> [THE PROBLEM]
Continue the blog post about the FDR averaging study, starting right after its final sentence.

> [EXTRACT PROVIDED]
Saturday, October 13, 2018

The terrifying FDR Averaging study is live on biorXIV!!!


....Just a little early for Halloween...!! The scariest study of the year just went up on biorXIV here!


It seems less bad if you start with the fact that this team has a (computationally expensive) solution and I think it's already live on Crux.

Look -- we all know that all our FDR shortcut things (target decoy, Percolator, Elutator, and so on) are imperfect. And -- we know they need appropriate datasets to work right. This study starts out by pointing out what happens if the dataset that hits the FDR calculator IS NOT right. Fluctuations by as much as 20% in your peptide IDs, just by reshuffling your decoy sequences and searching the same data again???  Ummm.....


....yeah....fortunately for those of us who use...well...BASICALLY EVERY PIECE OF SOFTWARE I USE....when you make your decoy sequence, you end up using that one pretty much forever.

Let's see....when was my UniProt human decoy FASTA generated.....


Oh. The week I installed software on my new computer?

> [EXTRACTED ENTRIES]
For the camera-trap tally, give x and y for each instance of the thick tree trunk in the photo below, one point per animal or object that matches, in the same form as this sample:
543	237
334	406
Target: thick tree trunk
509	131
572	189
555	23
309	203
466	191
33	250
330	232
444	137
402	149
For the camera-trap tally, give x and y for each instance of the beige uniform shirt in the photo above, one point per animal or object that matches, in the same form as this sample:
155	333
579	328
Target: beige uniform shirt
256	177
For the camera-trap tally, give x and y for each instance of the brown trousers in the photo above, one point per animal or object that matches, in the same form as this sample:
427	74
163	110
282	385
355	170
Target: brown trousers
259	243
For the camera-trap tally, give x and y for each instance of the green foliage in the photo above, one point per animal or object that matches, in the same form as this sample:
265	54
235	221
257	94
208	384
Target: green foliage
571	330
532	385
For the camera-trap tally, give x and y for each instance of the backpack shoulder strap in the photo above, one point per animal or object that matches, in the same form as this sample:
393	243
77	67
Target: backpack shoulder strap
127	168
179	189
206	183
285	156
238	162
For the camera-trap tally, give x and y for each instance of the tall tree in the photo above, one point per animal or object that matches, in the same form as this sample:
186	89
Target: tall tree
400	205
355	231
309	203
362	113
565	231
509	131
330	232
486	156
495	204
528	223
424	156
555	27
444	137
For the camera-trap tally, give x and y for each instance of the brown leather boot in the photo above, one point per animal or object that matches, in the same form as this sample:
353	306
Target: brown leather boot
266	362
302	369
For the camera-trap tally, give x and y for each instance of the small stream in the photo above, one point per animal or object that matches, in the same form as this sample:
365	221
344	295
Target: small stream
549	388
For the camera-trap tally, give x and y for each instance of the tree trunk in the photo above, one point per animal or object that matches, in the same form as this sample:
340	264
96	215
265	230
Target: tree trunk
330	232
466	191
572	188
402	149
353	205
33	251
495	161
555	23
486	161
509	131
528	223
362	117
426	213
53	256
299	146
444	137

> [RESULT OF THE EXERCISE]
The reason this is so disturbing is that if I was using a program that would reshuffle my decoy FASTA every time, I would see this because, given random shuffling, my results could be very different each time I press the <RUN> button. Okay -- Honestly, from a reproducibility standpoint, making one decoy and sticking to it is a good thing and keeps people from asking questions like "wait. are you running my results through a random number generator?!?" and I'm grateful for the fact I don't have to answer this question. This paragraph is poorly written.

Okay -- but -- at the end of the day I want to give people the list that is the absolute closest representation of what the proteins that I can detect in the cells they gave me are doing. And if my current FDR methods are simply masking issues with the data that can be as extreme as described here -- I think upgrading the way I generate my lists and tell true from false needs to be put at the top of my priority list.